NHS Borders defends cancelled operation rate rise

Image source, MJ Richardson

NHS Borders has defended its record on cancelled operations after a rise in rates in the region.

Levels increased to 10.8% of all planned procedures in October compared with 7.1% the previous month.

The health board admitted that half of the cases were for "capacity or non-clinical" reasons. It added they were not decisions which were taken lightly.

However, it stressed that the remainder had been cancelled by the patients themselves or due to a clinical reason.

Medical director Dr Cliff Sharp said: "Coming into hospital for an operation is an anxious time for many people and we know how important it is to patients that you are treated as soon as possible.

"During October, 50 out of a total of 464 planned procedures were cancelled, half of which were for 'capacity or non-clinical' reasons.

"The other half were cancelled either by the patient themselves - 11 cases - or for a clinical reason by NHS Borders - 14 cases."

'Appropriate wards'

He said there were a variety of factors behind the "capacity or non-clinical" cancellations.

_DATA SHOWN_
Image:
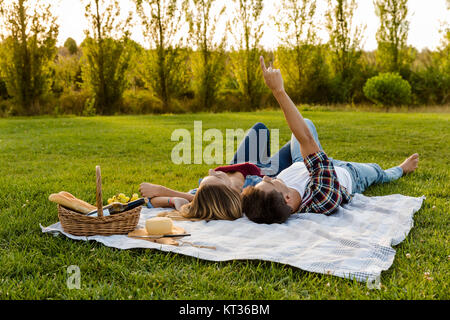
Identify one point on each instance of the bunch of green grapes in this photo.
(122, 198)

_EXERCISE REQUIREMENTS_
Transcribe the stretch of the NHS Borders cancelled operations article from "Image source, MJ" through "a clinical reason.". This data has nothing to do with the text above.

_EXERCISE RESPONSE_
Image source, MJ Richardson

NHS Borders has defended its record on cancelled operations after a rise in rates in the region.

Levels increased to 10.8% of all planned procedures in October compared with 7.1% the previous month.

The health board admitted that half of the cases were for "capacity or non-clinical" reasons. It added they were not decisions which were taken lightly.

However, it stressed that the remainder had been cancelled by the patients themselves or due to a clinical reason.